(Data for this exercise Opens)

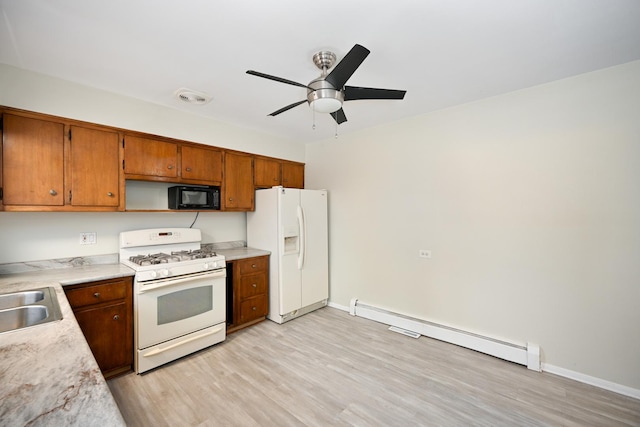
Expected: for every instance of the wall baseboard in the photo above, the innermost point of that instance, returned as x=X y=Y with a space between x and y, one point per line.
x=532 y=350
x=527 y=355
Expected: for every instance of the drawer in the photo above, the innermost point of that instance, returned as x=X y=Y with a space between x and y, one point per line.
x=253 y=308
x=97 y=294
x=252 y=285
x=253 y=265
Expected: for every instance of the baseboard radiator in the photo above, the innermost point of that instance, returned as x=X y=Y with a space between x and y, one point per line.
x=527 y=355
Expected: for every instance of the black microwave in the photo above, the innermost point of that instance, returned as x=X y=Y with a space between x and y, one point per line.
x=189 y=197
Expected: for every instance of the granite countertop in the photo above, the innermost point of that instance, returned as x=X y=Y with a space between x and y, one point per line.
x=48 y=375
x=233 y=254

(Data for this exercise Closes)

Find the line that contains "Expected: for every instance of the granite" in the data above. Reproduce it and every later line exactly, through the last one.

Expected: for every instance of the granite countertop in the photo above, the innermost point of that instance, returned as x=X y=Y with a space between x and y, one point per line.
x=48 y=375
x=233 y=254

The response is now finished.